GIVEN DATA>
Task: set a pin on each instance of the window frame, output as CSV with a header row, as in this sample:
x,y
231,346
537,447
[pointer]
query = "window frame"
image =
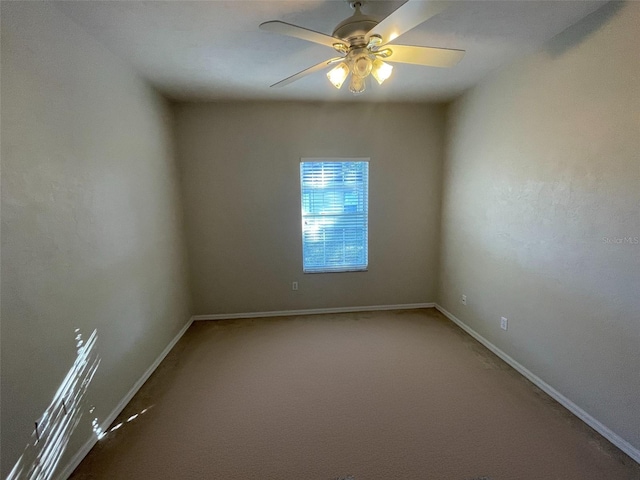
x,y
344,268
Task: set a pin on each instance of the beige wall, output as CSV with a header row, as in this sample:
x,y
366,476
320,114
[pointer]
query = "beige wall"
x,y
91,226
240,168
542,166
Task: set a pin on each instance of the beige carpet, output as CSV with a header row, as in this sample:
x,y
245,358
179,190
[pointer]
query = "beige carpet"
x,y
376,395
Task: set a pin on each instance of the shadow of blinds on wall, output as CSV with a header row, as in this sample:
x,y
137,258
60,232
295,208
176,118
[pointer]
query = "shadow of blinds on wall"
x,y
335,214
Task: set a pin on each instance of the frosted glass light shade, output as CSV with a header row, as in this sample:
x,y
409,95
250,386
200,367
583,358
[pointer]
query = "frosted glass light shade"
x,y
381,71
338,75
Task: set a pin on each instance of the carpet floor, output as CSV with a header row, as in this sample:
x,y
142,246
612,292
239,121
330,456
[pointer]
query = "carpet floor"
x,y
364,396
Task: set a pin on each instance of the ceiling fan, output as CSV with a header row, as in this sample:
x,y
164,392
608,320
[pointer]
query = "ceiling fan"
x,y
363,43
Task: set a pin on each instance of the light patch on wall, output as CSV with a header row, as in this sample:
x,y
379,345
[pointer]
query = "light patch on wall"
x,y
53,429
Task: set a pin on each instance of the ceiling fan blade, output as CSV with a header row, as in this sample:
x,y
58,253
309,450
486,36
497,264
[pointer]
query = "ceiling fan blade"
x,y
308,71
409,15
428,56
284,28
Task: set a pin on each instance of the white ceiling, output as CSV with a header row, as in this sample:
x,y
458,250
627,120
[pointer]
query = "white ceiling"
x,y
213,50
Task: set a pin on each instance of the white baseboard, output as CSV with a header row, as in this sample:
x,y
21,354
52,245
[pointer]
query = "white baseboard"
x,y
311,311
602,429
79,456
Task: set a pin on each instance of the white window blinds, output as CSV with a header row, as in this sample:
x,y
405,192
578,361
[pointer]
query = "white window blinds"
x,y
334,215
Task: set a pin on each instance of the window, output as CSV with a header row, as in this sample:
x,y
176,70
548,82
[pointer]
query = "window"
x,y
334,215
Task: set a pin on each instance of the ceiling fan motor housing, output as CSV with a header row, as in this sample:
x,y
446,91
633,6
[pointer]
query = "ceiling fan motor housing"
x,y
354,29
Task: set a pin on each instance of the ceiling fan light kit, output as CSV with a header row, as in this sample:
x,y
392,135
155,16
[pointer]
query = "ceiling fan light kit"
x,y
364,41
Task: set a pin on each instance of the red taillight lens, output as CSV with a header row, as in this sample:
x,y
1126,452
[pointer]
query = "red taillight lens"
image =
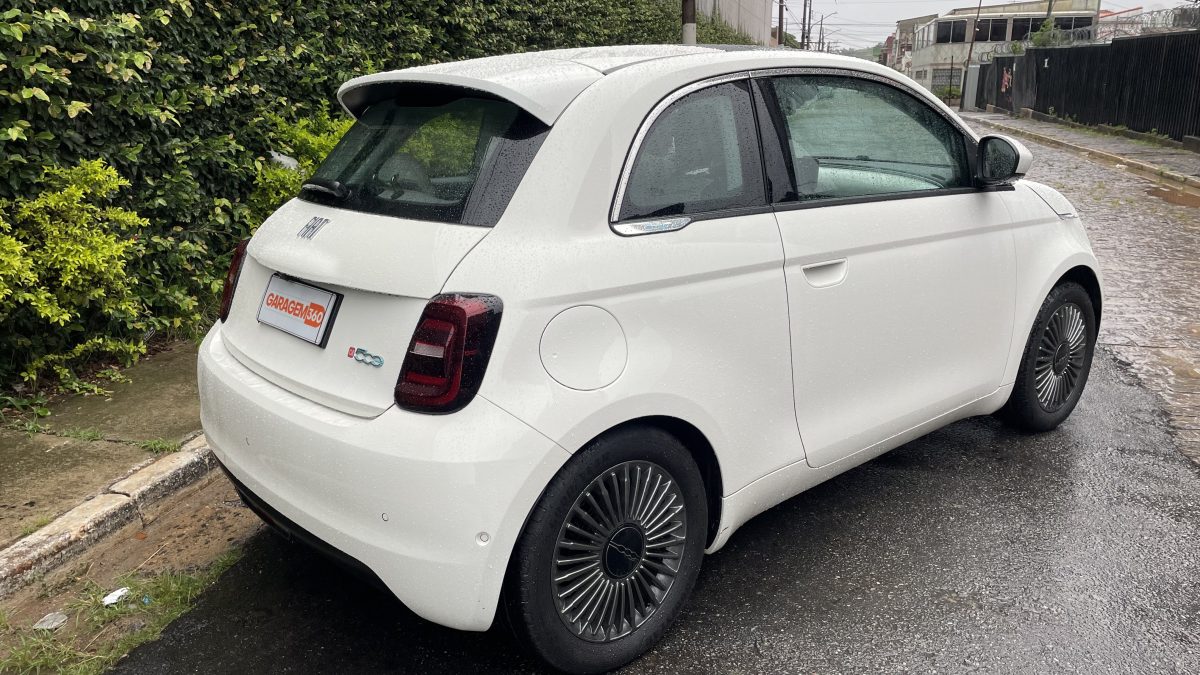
x,y
232,275
448,356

REQUIRED ACTION>
Across the whole listing above, repeat each line exactly and leave out the images.

OUTPUT OF THE EXERCISE>
Task: set a pin on each instance of the window frame, output as CSV with a header row, as in this sample:
x,y
231,346
537,447
[pointer]
query = "window frame"
image =
x,y
344,268
Task: set a pin on each instance of the beige wall, output as CSV with a header row, as in this sample:
x,y
366,476
320,114
[pointer]
query = "beige wall"
x,y
91,226
240,168
542,166
Task: set a pin on each instance of the beige carpet, output as CSV with a header row, as in this sample:
x,y
245,358
179,190
[pointer]
query = "beige carpet"
x,y
376,395
Task: set a pin on each instance of the shadow of blinds on wall, output as CSV with a header row, as in this sample:
x,y
137,258
60,232
295,208
176,118
[pointer]
query = "shadow of blinds on wall"
x,y
335,214
Task: set a pin on each instance of the frosted glass light shade, output as CSV with a header row, as in this sample:
x,y
409,95
250,386
200,367
583,358
[pointer]
query = "frosted glass light shade"
x,y
381,71
338,75
Task: set a pin on each instance of the carpet floor, output as CSV with a header row, as in this sample:
x,y
142,246
612,292
239,121
330,456
[pointer]
query = "carpet floor"
x,y
364,396
Task: set a pin on each instance of the ceiling fan, output as CSV with a header row, as in this sample:
x,y
164,392
608,320
[pointer]
query = "ceiling fan"
x,y
363,43
Task: set a pin on each instance of the light patch on wall, output as CSV with a header row, as in this sample:
x,y
379,345
[pointer]
query = "light patch on wall"
x,y
53,429
Task: set a pin on each instance of the ceiling fan blade, output as CSV with a header row, as in this sample:
x,y
58,253
309,450
486,36
497,264
[pointer]
query = "ceiling fan blade"
x,y
308,71
409,15
428,56
284,28
Task: set a pin on each instance of the white ceiling, output as CSV with a header row, as in this sample:
x,y
458,250
627,120
[pointer]
query = "white ceiling"
x,y
213,50
Task: set a pin on each instance of the white baseboard, output as CSV with a header row, as in this sample:
x,y
21,354
52,245
[pointer]
query = "white baseboard"
x,y
311,311
602,429
79,456
Task: set a pin on each instance of the white window blinds, output as CSV with a header row, as in this sample:
x,y
405,192
578,361
[pointer]
query = "white window blinds"
x,y
334,215
Task: set a pin on each instance of the window, output as CSV with a header row, as in this sample:
x,y
176,70
548,82
[pointer]
query = "window"
x,y
334,215
Task: set a pin on each instance of the ceiling fan motor housing, output as CSV with a header row, as in this sample:
x,y
446,91
633,6
[pointer]
query = "ceiling fan motor housing"
x,y
354,29
Task: set a pin on each instance of the ceiling fan light kit, output as CSV with a header row, as in this sample:
x,y
392,135
155,16
[pointer]
query = "ceiling fan light kit"
x,y
364,41
Task: set a pin on each instance of the red taillight lens, output as CSV with a header row, as in this sample:
x,y
1126,452
[pointer]
query = "red taillight lens"
image =
x,y
232,275
448,356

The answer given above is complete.